* Request
Render all of the listing below as a two-column CSV with the headers text and answer, giving each text and its answer a row of their own. Place each value in a single quoted field, with line breaks replaced by spaces.

* Data for the task
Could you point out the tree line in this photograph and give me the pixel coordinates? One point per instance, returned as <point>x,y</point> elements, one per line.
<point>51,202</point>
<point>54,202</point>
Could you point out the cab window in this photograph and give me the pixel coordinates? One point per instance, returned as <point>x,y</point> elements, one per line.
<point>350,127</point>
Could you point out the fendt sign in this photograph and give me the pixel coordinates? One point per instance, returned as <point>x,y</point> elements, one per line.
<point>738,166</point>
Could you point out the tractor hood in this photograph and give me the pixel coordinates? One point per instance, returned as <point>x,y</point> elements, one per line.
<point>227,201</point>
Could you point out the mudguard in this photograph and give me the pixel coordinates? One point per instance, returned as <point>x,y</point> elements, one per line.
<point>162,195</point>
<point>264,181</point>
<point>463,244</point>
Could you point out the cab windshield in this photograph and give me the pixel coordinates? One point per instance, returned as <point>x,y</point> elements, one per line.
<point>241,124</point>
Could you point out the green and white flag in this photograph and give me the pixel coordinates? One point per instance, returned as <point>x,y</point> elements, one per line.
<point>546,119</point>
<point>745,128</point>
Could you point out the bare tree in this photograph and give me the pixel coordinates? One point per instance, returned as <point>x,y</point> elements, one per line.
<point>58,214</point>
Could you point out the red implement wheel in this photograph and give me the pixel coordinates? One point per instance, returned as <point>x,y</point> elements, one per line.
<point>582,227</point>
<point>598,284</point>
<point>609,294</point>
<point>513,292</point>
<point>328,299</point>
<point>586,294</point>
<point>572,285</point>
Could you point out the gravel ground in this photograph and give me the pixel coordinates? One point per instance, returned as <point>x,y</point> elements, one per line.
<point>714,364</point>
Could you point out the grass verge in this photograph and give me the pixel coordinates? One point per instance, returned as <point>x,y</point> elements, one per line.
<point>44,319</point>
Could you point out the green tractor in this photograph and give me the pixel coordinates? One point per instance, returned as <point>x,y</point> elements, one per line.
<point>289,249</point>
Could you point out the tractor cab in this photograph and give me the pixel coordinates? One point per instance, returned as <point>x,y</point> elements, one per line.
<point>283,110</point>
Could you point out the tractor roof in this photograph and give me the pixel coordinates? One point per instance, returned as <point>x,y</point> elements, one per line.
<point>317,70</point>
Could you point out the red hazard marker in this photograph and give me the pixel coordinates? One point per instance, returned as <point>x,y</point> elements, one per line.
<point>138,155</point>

* Full output
text,answer
"Could you point out the tree line in this photograph and give me the pixel coordinates? One point per instance, returned as <point>x,y</point> elements, one per line.","<point>51,202</point> <point>54,202</point>"
"Could you point out the cab window in this photograph and give me the pixel coordinates? One point per instance, returned as <point>x,y</point> elements, one per line.","<point>350,127</point>"
"Could you point out the fendt sign in this photograph and give me the pixel coordinates? One point per instance, returned as <point>x,y</point> elements, one per line.","<point>738,166</point>"
"Could you point out the tractor hood in this photograph and give me the pixel coordinates? One point per instance, returned as <point>x,y</point> elements, one per line.","<point>227,201</point>"
"Could you point out the mudguard in this photograph and give me the pixel coordinates? One point per instance, returned as <point>x,y</point> elements, one per line.","<point>162,195</point> <point>264,181</point> <point>463,244</point>"
"Could you point out the cab windshield in this photograph and give me the pixel coordinates? One point per instance, returned as <point>x,y</point> elements, one per line.","<point>241,124</point>"
"Could you point out the green and white flag in this photograph and give me the pixel coordinates? One point per instance, returned as <point>x,y</point> elements, one per line.","<point>546,119</point> <point>745,128</point>"
"Could you point out the bare tree in this photograph and give me the pixel coordinates? One point per instance, returned as <point>x,y</point> elements, one per line.","<point>58,214</point>"
"Could you point out the red implement wheel in this photograph and give me the pixel coordinates? One point per instance, returned as <point>x,y</point> elements, one per line.","<point>582,227</point> <point>598,284</point> <point>609,294</point> <point>513,292</point> <point>328,299</point> <point>586,294</point> <point>572,285</point>"
"Could you point out the gravel ground in this photograph and give me the pixel coordinates? One point per instance, returned as <point>x,y</point> elements, one per line.","<point>714,364</point>"
"Could you point out the grass verge in this photograph and give me the pixel coordinates? One point per instance, returned as <point>x,y</point> elements, one per line.","<point>44,319</point>"
"Could you point out the green tractor in this photograph and give me the pixel coordinates? One point per instance, returned as <point>x,y</point> elements, one per line.","<point>289,249</point>"
"Could you point out the tractor cab in this photograph and give me the pixel coordinates? One point per instance, returned as <point>x,y</point> elements, one per line.","<point>283,110</point>"
"Could you point out the tractor roof in this photograph and give me the pixel coordinates? One point per instance, returned as <point>x,y</point> elements, one per line.","<point>317,70</point>"
"Could you point out the red hazard marker in this photograph and give me the pixel coordinates? One point per instance, returned as <point>x,y</point> elements, one per line.","<point>138,155</point>"